PAGE EXCERPT »
▶
Manning UMC and HCI Focuses on the Mission

April 22, 2016

An already fruitful and thriving ministry at the Manning United Methodist Church was blessed to grow and reach more people through the work of church members and pastors involved in the ministry, aided in part by the Healthy Church Initiative (HCI) process.

With The Source worship service and its parent Recovery Bible Study ministry, Manning UMC is touching hearts and helping to repair lives in its congregation and the broader community, in a team effort that has flourished for years between the church laity and pastors.  

Recovery Ministries

Back in 2008, then Pastor Lanette Plambeck and a small group, including church member Lynn Phillips, began a Friday night recovery Bible study at the Manning church using the Life Recovery Bible and Workbook. 

Rev. Plambeck had connected with leadership at the Manning Family Recovery Center and also with church members who’d shared their recovery stories with her, as well as having been a 5th-step partner with members of the Friday night AA program. 

“Walking alongside one family - their lament was that they desired more “Bible and Jesus” in their recovery,” she recalled. “We did the whole “what if” and the study was born.”  

They invited a few friends and on the first night, there were five in attendance. The group met weekly to wrestle with faith in the context of recovering from addiction, current pastor Vicki Fisher said.

The Recovery Bible Study continued for seven years and through two pastoral changes, Angie Loomis and now Rev. Fisher, who said she sees as the most important aspect of her work to encourage the lay people who are in leadership and empower them to keep growing the Recovery Ministries.

There was a steady core group of about 10-12 members, Phillips recalled, one of whom suggested they invite clients from the Manning Family Recovery Center, which includes both inpatient and outpatient treatment for addiction.  

“Alcoholism is easily concealed and overlooked in small towns, but that doesn’t diminish its destructive power,” she stated. “There certainly is a need for faith-based recovery ministries to supplement the work of the Manning Recovery Center and the various 12 step groups.”

By the spring of 2015, attendance at the Bible Study of more than 30 people was not unusual.  

It was when Pastor Loomis transferred to Ankeny First United Methodist Church that Phillips learned of the church’s ministry The Road, a recovery ministry which offers a worship service, meal, and small groups.

“I went a couple of times, and it really impressed me,” stated Phillips. “It just occurred to me, we could do that.”

Church Leadership Approves The Source

The idea met with enthusiasm, and within several months, after meetings with Rev. Fisher and the Church Council, church leadership gave its blessing to expanding the recovery ministry by offering a second worship service on Friday nights.  

They set a budget, a steering team was formed, and The Source officially began in September 2015.

Manning UMC was two years into the HCI process when the idea for The Source came up, and the initiative was instrumental in taking the existing recovery ministry further. 

“Beyond the prayer team aspect, being involved in the HCI process prepared our leaders to say “yes” to the vision,” Rev. Fisher said.

“HCI kept us asking, “what does God want to do here?” she recalled. “HCI helped us focus again on the mission. Because of HCI, our leaders were able to recognize and embrace a God-sized dream.”
◀
INFORMATION SHOWN »
▶
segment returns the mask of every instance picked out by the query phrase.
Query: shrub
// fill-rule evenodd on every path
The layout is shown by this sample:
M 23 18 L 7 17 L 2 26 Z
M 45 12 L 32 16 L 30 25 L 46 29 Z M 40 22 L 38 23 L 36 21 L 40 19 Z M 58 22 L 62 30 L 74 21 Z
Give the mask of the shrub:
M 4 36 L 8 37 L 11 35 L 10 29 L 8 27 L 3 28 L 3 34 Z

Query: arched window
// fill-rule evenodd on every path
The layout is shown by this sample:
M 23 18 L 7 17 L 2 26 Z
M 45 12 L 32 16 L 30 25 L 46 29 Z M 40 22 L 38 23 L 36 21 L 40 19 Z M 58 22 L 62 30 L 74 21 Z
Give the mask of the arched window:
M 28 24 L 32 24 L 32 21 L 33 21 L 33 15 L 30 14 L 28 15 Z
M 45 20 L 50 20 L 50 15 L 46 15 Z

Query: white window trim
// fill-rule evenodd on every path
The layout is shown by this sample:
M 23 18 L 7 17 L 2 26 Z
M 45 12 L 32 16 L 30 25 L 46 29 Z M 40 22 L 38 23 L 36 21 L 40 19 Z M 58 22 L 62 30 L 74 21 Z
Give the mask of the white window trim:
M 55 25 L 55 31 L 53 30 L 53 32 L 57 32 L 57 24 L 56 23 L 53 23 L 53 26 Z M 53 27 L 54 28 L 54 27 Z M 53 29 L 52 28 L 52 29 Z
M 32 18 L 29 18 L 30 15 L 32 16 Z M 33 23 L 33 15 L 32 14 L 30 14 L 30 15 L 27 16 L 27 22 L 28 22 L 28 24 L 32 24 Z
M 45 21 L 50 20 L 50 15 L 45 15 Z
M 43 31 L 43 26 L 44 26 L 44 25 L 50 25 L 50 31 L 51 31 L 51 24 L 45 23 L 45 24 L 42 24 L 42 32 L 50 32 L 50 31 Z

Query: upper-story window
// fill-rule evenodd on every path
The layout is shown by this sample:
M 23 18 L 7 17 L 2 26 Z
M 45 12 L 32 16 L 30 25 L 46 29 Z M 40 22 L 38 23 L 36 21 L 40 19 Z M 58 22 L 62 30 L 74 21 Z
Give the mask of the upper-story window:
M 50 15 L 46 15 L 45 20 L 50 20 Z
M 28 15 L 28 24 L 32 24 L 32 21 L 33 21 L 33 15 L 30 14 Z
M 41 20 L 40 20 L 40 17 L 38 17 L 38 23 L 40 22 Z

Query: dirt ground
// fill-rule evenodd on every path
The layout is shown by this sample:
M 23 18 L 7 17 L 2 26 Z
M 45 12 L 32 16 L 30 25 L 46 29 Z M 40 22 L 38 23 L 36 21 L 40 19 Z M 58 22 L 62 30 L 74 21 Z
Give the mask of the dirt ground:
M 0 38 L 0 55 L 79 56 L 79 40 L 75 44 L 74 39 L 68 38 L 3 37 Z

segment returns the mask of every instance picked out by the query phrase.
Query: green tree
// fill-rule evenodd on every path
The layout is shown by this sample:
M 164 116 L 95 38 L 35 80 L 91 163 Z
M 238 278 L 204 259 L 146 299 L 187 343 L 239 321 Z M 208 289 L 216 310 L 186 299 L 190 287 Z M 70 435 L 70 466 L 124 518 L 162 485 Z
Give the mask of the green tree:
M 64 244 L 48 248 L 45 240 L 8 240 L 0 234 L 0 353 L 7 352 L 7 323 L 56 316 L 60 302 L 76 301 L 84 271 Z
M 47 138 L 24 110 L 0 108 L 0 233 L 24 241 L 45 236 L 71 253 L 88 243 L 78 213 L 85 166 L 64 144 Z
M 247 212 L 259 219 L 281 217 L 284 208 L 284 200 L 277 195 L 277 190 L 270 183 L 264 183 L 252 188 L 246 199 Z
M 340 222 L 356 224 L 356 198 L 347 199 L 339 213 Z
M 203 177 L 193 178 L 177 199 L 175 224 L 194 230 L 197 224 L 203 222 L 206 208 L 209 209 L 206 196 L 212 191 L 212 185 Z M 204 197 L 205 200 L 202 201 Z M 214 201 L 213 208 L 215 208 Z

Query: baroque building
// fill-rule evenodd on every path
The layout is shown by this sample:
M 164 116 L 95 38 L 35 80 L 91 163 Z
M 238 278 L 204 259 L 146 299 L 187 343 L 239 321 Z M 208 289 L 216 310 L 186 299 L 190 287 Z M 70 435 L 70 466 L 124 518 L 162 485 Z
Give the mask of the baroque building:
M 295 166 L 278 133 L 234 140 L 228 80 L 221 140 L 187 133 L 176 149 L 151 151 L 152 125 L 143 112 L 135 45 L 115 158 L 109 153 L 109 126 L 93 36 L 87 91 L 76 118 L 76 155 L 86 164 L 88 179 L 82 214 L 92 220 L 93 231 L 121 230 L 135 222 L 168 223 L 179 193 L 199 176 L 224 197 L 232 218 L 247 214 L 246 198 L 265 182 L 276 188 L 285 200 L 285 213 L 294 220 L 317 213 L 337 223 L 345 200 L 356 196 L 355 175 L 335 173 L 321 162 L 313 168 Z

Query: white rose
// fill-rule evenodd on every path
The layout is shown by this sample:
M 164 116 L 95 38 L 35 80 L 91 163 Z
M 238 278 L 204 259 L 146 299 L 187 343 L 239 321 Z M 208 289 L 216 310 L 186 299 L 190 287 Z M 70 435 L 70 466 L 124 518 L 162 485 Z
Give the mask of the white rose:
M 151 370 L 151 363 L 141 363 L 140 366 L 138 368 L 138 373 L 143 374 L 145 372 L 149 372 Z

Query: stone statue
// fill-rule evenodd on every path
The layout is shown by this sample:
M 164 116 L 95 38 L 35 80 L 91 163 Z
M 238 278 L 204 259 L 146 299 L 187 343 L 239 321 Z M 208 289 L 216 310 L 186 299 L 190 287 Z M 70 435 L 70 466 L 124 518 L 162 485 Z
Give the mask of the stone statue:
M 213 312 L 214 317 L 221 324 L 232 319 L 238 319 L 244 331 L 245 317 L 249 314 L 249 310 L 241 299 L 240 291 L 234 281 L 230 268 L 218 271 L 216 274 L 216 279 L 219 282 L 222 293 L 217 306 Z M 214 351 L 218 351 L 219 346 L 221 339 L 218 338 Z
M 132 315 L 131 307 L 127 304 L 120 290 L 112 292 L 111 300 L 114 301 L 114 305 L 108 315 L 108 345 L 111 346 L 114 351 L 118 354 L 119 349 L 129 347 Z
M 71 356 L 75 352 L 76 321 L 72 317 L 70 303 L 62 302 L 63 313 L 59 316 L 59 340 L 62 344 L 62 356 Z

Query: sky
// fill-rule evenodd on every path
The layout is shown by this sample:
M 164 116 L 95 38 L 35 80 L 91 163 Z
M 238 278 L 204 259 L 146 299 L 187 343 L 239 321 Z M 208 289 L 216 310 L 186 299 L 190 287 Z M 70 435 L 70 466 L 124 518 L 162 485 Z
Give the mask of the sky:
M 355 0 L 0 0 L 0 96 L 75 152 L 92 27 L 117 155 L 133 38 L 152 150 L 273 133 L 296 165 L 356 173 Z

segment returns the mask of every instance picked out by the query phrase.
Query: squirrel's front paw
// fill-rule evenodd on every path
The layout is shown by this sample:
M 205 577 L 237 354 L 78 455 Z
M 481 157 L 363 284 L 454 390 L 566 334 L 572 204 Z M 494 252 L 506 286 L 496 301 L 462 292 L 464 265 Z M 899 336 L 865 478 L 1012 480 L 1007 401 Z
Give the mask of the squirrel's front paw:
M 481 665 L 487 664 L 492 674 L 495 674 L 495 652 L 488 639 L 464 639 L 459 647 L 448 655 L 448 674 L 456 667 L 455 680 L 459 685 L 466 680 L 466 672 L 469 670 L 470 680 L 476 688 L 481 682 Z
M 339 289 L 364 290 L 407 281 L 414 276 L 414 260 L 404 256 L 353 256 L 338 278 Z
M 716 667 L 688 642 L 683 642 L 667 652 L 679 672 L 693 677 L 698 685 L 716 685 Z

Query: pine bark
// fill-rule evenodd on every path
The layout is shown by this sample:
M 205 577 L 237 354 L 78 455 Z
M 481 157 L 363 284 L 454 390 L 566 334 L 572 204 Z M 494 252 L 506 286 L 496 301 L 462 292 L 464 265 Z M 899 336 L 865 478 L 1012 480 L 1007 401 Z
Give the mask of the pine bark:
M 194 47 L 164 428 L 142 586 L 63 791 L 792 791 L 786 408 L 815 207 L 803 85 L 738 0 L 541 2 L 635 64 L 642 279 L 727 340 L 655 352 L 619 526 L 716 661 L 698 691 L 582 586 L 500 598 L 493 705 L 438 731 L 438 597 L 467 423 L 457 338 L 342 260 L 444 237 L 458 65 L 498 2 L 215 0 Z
◀
AIM » Carry on the article about Manning UMC's recovery ministry and the Healthy Church Initiative, starting right after its last sentence.

RESPONSE »
The Source is very much a ministry of God working through the laity, Rev. Fisher said, and as pastor she simply supports and fosters them.

God Touching Hearts

“First, it was birthed and continues to grow by God working through the laity,” she stated. “Second, God is bringing people to The Source and to Recovery Bible Study, who have little experience with the church. It has been wondrous to see God touching hearts.”

For some, this is their first glimpse of a church being there for them, and as they have a life-long recovery process ahead, Rev. Fisher continued, and she hopes they seek out a faith community along with a recovery program as they return home.   

Unique Format

The Source is a different kind of service, Rev. Fisher explained, lasting only 35 minutes and having three different people rotate in sharing the message. Along with Rev. Fisher, who preaches once a month, this includes two certified lay speakers, Esta Denton, and Sheryl Dammann. 

The group uses music videos for worship and invites those willing to lead prayers, read scriptures and receive the offering. Rev Fisher shares communion once each month.  Pizza and the Recovery Bible Studies follow worship.  

“On any given Friday, when the weather is good, over 50 different people will participate in some aspect of Recovery Ministries at Manning United Methodist Church,” said Rev. Fisher. Rev. Fisher pointed out that only five or six of the regulars are members of the Manning UMC.  

“For many, The Source is their only church,” she said. “We are reaching people with no church home.” 

“People invite their friends, the Recovery Center in Manning buses their clients over who want to participate,” Rev. Fisher continued. “People come from as far as 40 miles away to attend our Friday night Recovery Ministries.”

A second study for those who would prefer to be in a smaller group has been added recently since the group has grown so big. Following the Bible Study, AA and Al-Anon groups meet at the church with child care provided for all the activities.

With each step of the Bible study, scripture is read, said Phillips, who has 34 years in recovery, and who has lead the Bible study from the start, continuing to lead the larger group.

“The Source is Christian-based,” he said. “It’s about Christianity,” and thus offer more structure and depth to recovery.

Phillips said the whole thing is inspired by group members’ love for each other, no matter who they are or where they come from, and this is something that people who walk in off the street have remarked upon, how happy people attending the ministry are so together.

“Early on in my recovery I learned the only way I was going to keep my serenity, and keep my recovery, and keep God in myself was to give it away,” he said.

Going all in and taking things to the biggest degree he can, he said, in this case by being involved in The Source and recovery ministry, has brought unbelievable reward.

Starting such a recovery ministry in Manning was pretty ambitious, he pointed out, a risk and a leap.

“My life is more full than it’s ever been,” stated Phillips. “Truly, I can’t wait for the next chapter (of study).” He is quick to point out that it’s not about him, “It’s just about giving and receiving love.”

“Everybody has their story, and everybody has their crisis,” said Phillips. “Nobody is excluded.”

Phillips was not alone in saying The Source is affecting people’s lives for the better.

“It’s life-changing,” stated Sheryl Dammann. “I experience God in our sanctuary every Friday night in a way I’ve never experienced God in a church before.”

“His presence is palpable in our Friday night church service,” she said.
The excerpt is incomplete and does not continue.